Tus tareas
1. ¿Qué nombre recibe la familia cristiana en el fragmento sobre la Iglesia en el Catecismo?
2. Copia sin cambios la parte del fragmento sobre la Iglesia en el Catecismo que empieza con las palabras que contienen "2. La Iglesia, como" y termina con "y nuestro hogar.".

Fragmento del documento

• • • • • • •

Una de las grandes “autopistas” del Catecismo de la Iglesia Católica es la proyección, el alcance o el horizonte eclesiológico que transmite. Es decir, la conciencia de que la Iglesia es el ámbito, el hogar, por decirlo con expresión querida a Benedicto XVI, el “nosotros” de la fe.
En la perspectiva del Concilio Vaticano II
1. La Iglesia aparece, en el Catecismo de la Iglesia Católica, en la perspectiva del Concilio Vaticano II. En este Concilio, por primera vez, la Iglesia se expresaba sobre sí misma, acerca de su naturaleza y su misión. En las cuatro grandes constituciones conciliares, la Iglesia (constitución Lumen gentium) se declara situada a la escucha de la Palabra de Dios (const. Dei Verbum), centrada en la celebración de la liturgia (const. Sacrosanctum concilium) y enviada por Dios para la salvación del mundo (const. Gaudium et spes).
Al mismo tiempo, el Catecismo sitúa la fe y la vida cristiana en el marco de la Iglesia, familia de Dios. Aunque no desarrolla detenidamente esta “imagen”, la recoge en el contexto de la predicación de Jesús sobre el Reino de Dios, como indicando que ese Reino es también una familia:
“Cristo es el corazón mismo de esta reunión de los hombres como ‘familia de Dios’. Los convoca en torno a él por su palabra, por sus señales que manifiestan el reino de Dios, por el envío de sus discípulos. Sobre todo, él realizará la venida de su Reino por medio del gran Misterio de su Pascua: su muerte en la Cruz y su Resurrección. "Cuando yo sea levantado de la tierra, atraeré a todos hacia mí" (Jn 12, 32). A esta unión con Cristo están llamados todos los hombres (cf. LG 3)”.
La Iglesia, familia de Dios, y la familia cristiana
Más adelante, y precisamente al ocuparse del origen, fundación y misión de la Iglesia, el Catecismo utiliza expresiones del Concilio Vaticano II (cf. LG 2) para explicar que la Iglesia se origina en la Trinidad, que la envía para la salvación del mundo. Y en ese marco la Iglesia aparece de nuevo como familia de Dios: querida por Dios Padre, fundada y convocada por Cristo, impulsada y vivificada continuamente por el Espíritu Santo (cf. CEC 759). Por eso la Iglesia es Pueblo de Dios (Padre), Cuerpo místico de Cristo y Templo del Espíritu Santo.
El ser la Iglesia “familia de Dios” se relaciona estrechamente con la familia cristiana, a la que se denomina “Iglesia doméstica” (cf. n. 1655), como para indicar que entre la Iglesia, familia de Dios, y la familia, pequeña Iglesia del hogar, debe existir un enriquecimiento mutuo. También por eso entre la familia y el Reino de Dios hay una profunda conexión: “Hacerse discípulo de Jesús es aceptar la invitación a pertenecer a la familia de Dios, a vivir en conformidad con su manera de vivir: ‘El que cumpla la voluntad de mi Padre celestial, éste es mi hermano, mi hermana y mi madre’ (Mt 12,49)” (Catecismo, n. 2233).
2. La Iglesia, como ha señalado Benedicto XVI, nace de la oración de Jesús, de su corazón, de la entrega de toda su vida, consumada en sacrificio por todos. La Iglesia, decían los Padres, nace del costado abierto de Jesús en la Cruz y es enviada al mundo con la fuerza del amor, que el Espíritu Santo le da en Pentecostés. Ella es nuestra madre y nuestro hogar.

• • • • • • •

Registros de datos
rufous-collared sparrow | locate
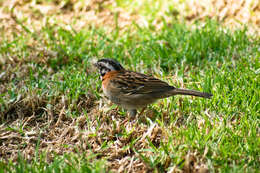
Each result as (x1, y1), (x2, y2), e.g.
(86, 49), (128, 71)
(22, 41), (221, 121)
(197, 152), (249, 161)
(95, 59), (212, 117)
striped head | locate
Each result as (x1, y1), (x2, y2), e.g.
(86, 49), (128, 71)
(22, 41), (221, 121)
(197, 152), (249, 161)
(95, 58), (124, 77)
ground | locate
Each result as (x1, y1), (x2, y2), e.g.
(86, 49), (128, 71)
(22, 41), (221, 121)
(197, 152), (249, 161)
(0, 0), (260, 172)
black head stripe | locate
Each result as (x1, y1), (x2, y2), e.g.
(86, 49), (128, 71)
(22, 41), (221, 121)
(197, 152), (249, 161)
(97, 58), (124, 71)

• • • • • • •

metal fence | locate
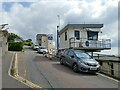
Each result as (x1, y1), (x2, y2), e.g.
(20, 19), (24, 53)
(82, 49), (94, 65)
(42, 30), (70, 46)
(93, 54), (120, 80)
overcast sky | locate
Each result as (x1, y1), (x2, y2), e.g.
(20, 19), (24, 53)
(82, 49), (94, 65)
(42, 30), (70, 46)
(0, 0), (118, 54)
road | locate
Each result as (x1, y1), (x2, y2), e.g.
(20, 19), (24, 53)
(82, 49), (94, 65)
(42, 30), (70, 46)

• • • • • • •

Las respuestas
1. Se la denomina "Iglesia doméstica".

2.
2. La Iglesia, como ha señalado Benedicto XVI, nace de la oración de Jesús, de su corazón, de la entrega de toda su vida, consumada en sacrificio por todos. La Iglesia, decían los Padres, nace del costado abierto de Jesús en la Cruz y es enviada al mundo con la fuerza del amor, que el Espíritu Santo le da en Pentecostés. Ella es nuestra madre y nuestro hogar.